Set exercise =>
Report every line in the entries below that contains the word "bank", copying each such line in full.

--- Start Input data ---

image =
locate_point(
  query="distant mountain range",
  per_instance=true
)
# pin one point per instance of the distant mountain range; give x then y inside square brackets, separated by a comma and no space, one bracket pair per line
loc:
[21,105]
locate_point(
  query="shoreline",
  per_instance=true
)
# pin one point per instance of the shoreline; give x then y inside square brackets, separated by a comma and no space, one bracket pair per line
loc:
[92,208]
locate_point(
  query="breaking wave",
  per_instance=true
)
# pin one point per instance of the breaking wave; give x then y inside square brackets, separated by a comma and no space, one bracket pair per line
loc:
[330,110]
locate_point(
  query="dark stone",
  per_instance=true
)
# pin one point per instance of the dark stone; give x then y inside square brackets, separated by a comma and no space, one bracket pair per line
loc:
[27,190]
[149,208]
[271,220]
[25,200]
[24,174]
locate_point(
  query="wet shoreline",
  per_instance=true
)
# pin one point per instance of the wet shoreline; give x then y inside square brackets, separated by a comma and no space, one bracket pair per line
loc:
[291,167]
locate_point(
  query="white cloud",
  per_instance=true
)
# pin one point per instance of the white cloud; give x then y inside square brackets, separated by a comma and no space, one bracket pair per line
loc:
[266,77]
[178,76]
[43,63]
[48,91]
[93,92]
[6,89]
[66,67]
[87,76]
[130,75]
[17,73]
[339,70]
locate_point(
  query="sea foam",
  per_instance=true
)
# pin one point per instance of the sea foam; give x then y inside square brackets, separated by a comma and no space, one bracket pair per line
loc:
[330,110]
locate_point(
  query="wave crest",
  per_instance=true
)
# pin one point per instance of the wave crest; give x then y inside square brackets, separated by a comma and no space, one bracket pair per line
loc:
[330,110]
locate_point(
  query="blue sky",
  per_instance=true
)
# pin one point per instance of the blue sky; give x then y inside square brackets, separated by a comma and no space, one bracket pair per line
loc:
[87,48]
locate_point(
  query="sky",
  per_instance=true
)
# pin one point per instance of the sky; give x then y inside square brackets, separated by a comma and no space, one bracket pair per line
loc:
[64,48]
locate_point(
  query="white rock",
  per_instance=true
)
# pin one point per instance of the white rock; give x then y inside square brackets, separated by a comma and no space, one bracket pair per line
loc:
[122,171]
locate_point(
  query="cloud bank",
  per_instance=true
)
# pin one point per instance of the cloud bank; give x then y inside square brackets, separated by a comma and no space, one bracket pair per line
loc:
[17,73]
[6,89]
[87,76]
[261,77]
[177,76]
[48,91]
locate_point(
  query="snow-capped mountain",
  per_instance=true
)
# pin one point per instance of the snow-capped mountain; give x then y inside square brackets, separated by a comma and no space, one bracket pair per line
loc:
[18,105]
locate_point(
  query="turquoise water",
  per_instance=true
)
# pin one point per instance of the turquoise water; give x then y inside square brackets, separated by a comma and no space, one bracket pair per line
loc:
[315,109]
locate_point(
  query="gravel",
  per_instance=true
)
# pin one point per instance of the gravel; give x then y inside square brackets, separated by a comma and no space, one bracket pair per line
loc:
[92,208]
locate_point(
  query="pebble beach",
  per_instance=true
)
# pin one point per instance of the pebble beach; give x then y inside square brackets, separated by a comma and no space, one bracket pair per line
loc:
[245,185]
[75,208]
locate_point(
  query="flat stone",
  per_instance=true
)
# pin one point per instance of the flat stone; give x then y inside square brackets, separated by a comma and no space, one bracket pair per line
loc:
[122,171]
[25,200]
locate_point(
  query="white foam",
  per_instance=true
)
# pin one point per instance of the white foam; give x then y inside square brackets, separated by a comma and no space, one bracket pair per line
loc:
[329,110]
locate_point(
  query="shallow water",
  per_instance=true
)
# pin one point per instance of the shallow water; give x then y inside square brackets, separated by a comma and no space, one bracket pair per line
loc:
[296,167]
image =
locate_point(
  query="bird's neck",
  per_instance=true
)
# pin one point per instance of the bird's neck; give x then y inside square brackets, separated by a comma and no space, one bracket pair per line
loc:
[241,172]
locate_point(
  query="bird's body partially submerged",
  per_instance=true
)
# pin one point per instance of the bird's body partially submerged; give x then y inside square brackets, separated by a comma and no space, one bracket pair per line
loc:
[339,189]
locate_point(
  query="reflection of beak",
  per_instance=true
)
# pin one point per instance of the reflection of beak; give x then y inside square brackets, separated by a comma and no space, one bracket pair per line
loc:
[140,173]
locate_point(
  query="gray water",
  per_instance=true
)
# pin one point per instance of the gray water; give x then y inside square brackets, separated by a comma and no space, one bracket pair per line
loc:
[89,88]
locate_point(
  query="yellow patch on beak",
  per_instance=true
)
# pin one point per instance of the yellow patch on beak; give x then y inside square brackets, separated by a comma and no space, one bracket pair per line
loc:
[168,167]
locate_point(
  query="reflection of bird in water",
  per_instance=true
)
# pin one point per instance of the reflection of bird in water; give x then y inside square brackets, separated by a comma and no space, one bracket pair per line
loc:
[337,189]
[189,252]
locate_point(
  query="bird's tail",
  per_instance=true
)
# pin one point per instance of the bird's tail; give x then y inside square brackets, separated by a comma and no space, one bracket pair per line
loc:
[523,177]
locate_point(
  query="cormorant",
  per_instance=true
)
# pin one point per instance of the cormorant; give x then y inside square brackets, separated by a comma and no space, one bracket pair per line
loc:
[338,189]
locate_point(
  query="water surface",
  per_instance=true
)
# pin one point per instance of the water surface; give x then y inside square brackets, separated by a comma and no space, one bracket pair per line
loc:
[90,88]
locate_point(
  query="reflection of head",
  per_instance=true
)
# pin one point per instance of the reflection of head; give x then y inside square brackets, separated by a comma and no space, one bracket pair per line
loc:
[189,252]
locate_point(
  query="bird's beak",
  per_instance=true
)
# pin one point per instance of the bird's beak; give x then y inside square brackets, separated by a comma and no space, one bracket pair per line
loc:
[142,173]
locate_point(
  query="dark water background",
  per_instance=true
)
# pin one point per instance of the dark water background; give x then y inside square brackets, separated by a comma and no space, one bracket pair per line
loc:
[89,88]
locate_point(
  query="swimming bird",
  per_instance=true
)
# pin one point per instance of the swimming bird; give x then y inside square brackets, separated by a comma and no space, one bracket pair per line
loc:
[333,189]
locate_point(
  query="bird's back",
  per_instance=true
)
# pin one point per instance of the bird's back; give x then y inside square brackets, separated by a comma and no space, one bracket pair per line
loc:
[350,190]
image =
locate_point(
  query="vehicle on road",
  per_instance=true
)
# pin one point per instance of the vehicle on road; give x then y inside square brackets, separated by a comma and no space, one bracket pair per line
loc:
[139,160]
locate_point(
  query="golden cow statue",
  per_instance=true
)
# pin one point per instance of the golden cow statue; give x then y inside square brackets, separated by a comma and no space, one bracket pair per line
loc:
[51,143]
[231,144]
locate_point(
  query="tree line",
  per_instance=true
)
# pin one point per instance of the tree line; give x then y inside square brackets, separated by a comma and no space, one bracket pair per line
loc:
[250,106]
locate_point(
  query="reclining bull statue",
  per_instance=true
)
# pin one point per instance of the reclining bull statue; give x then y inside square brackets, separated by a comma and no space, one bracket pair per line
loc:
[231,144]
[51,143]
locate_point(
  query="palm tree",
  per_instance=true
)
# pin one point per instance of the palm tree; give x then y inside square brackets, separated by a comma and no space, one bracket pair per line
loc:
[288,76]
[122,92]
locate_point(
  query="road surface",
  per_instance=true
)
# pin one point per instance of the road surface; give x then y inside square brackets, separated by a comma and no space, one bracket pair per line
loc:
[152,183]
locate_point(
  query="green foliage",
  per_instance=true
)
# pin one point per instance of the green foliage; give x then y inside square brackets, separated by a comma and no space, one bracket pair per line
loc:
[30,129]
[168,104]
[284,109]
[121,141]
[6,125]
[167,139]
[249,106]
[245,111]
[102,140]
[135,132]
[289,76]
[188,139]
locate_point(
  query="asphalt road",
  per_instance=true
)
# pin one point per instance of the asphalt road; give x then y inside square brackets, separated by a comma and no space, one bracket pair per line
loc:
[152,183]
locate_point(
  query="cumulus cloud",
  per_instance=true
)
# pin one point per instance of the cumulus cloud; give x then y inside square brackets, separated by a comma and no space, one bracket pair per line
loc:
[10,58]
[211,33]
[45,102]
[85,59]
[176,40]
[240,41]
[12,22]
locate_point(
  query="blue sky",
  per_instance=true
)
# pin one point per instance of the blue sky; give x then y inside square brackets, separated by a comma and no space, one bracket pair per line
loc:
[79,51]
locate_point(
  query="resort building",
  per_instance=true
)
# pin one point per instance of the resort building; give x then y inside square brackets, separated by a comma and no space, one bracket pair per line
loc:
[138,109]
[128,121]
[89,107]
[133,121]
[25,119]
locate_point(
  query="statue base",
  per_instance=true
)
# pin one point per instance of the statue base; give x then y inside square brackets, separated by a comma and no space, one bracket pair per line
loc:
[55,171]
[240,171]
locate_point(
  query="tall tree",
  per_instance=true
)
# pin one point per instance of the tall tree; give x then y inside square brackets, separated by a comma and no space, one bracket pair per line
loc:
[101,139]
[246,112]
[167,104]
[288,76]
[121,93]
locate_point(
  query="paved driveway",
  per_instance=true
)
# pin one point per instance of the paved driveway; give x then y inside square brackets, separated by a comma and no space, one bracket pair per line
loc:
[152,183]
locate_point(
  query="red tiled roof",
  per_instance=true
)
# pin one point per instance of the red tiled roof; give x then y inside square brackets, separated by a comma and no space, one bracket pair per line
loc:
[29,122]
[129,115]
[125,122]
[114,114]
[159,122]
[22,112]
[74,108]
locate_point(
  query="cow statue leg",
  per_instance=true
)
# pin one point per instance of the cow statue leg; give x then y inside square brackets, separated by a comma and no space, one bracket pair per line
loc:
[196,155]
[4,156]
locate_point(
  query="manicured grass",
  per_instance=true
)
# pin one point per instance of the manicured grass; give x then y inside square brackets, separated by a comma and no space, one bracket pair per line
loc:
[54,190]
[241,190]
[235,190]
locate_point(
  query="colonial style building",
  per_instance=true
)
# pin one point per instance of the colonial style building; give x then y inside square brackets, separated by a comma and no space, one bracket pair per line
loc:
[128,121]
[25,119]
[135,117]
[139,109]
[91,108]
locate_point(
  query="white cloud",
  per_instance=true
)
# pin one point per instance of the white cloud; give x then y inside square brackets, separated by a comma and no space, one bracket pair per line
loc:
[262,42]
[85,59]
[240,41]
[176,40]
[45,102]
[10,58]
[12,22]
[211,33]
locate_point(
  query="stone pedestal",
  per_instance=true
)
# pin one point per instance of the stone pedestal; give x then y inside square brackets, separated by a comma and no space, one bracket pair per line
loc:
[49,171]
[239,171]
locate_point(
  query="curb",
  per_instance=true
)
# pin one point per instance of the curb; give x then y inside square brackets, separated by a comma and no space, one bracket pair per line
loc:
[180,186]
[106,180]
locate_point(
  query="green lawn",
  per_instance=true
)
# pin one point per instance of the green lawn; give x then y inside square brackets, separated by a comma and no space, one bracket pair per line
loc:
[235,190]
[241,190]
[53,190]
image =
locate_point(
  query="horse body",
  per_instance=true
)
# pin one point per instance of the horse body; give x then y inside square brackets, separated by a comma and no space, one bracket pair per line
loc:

--- End Input data ---

Right answer =>
  query="cloud bank",
# pin one point per instance of the cloud bank; give x then y inside square brackets, separated by a comma and no space, one bracket pair per line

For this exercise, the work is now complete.